(EXCERPTED PASSAGE)

UNITED STATES

SECURITIES AND EXCHANGE COMMISSION

Washington, D.C. 20549

 

FORM 8-K

 

CURRENT REPORT

 

Pursuant to Section 13 or 15(d) of the Securities Exchange Act of 1934

 

Date of Report (Date of earliest event reported): December 2, 2015 

 

Maxwell Resources, Inc.

(Exact name of registrant as specified in its charter)

 

Nevada 333-173972 33-1219696
(State or other jurisdiction of incorporation or organization) (Commission File Number)

IRS Employer Identification No.)

 

3131 McKinney Ave., Suite 600

Dallas, TX

75204
(Address of Principal Executive Offices) (Zip Code)

 

(214) 643-6040

(Registrant’s telephone number, including area code)

 

Check the appropriate box below if the Form 8-K filing is intended to simultaneously satisfy the filing obligation of the registrant under any of the following provisions:

 

¨ Written communications pursuant to Rule 425 under the Securities Act

 

¨ Soliciting material pursuant to Rule 14a-12 under the Exchange Act

 

¨ Pre-commencement communications pursuant to Rule 14d-2(b) under the Exchange Act (17 CFR 240.14d-2(b))

 

¨ Pre-commencement communications pursuant to Rule 13e-4(c) under the Exchange Act (17 CFR 240.13e-4(c))

 

 

 

 
 

Item 4.01  Change in Registrant’s Certifying Accountant

 

On December 2, 2015, the Board of Directors (the “Board”) of Maxwell Resources, Inc. (the “Company”) dismissed Rosenberg Rich Baker Berman & Company, P.A. (“RRBB”) as its independent registered public accounting firm.

 

During the fiscal year ended March 31, 2013, RRBB’s report on the Company’s financial statements did not contain an adverse opinion or disclaimer of opinion, and was not qualified or modified as to uncertainty, audit scope or accounting principles, except that the report was modified as to the Company’s ability to continue as a going concern. RRBB did not issue a report on the Company’s financial statements for the fiscal years ended March 31, 2014 and March 31, 2015, respectively.

[Collection entries]
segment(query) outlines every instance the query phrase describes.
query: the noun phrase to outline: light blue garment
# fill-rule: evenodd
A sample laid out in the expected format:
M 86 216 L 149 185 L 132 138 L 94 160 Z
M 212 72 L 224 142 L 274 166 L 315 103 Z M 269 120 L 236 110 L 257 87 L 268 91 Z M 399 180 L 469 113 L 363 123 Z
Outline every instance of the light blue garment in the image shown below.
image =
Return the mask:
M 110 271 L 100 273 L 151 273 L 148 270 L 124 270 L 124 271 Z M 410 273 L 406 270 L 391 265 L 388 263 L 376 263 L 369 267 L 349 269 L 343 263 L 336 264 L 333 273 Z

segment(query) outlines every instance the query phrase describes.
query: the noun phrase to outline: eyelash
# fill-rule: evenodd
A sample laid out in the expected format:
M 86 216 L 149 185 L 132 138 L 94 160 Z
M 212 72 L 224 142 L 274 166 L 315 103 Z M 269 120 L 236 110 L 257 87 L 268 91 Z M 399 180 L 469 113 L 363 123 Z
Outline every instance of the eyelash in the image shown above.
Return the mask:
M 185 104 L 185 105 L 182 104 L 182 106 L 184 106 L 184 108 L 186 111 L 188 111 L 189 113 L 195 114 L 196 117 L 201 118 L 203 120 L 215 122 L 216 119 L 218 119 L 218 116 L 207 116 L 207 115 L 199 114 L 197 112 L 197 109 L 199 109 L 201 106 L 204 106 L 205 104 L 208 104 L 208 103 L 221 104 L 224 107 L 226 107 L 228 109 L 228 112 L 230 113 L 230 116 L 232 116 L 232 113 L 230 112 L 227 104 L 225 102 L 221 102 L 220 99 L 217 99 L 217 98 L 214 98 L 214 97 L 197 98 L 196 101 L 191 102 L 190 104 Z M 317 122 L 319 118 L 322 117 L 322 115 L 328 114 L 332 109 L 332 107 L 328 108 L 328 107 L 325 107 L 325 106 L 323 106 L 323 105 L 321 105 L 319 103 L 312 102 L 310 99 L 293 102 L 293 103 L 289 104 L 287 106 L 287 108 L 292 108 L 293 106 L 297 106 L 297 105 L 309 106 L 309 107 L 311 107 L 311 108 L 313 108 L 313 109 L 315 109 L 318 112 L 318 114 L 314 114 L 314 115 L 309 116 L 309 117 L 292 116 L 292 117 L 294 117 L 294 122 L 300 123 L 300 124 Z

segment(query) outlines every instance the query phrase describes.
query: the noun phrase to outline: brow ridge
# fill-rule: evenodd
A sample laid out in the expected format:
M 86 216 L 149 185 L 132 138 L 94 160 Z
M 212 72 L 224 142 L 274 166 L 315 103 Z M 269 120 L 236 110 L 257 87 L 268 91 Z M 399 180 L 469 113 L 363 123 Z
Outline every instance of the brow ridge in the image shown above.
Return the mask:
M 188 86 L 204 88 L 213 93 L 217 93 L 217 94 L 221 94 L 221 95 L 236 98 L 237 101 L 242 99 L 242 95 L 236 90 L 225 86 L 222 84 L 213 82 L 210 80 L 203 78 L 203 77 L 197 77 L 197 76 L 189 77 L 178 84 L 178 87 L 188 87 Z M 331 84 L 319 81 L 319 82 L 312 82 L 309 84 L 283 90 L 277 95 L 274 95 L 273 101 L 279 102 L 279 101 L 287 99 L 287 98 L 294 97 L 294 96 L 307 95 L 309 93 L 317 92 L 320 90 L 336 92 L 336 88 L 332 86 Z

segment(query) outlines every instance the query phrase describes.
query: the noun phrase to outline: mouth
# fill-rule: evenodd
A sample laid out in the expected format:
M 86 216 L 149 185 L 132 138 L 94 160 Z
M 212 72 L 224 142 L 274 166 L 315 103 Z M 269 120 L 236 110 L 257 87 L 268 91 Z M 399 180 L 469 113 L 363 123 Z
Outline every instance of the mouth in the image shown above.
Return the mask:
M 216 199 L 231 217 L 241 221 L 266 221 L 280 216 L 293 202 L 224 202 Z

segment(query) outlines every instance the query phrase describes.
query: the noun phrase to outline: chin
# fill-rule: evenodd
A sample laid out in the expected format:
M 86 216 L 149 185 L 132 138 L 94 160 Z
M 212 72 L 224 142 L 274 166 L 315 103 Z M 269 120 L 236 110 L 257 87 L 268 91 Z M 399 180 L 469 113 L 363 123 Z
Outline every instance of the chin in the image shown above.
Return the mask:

(EXERCISES TO COMPLETE)
1. In the Form 8-K, copy out the passage from "(Exact name of" to "Employer Identification No.)" word for word.
2. How many lines of the rows contain the string "mouth"? Match case exactly, and reply with only the number.

(ANSWERS TO THE EXERCISE)
1.
(Exact name of registrant as specified in its charter)

 

Nevada 333-173972 33-1219696
(State or other jurisdiction of incorporation or organization) (Commission File Number)

IRS Employer Identification No.)

2. 2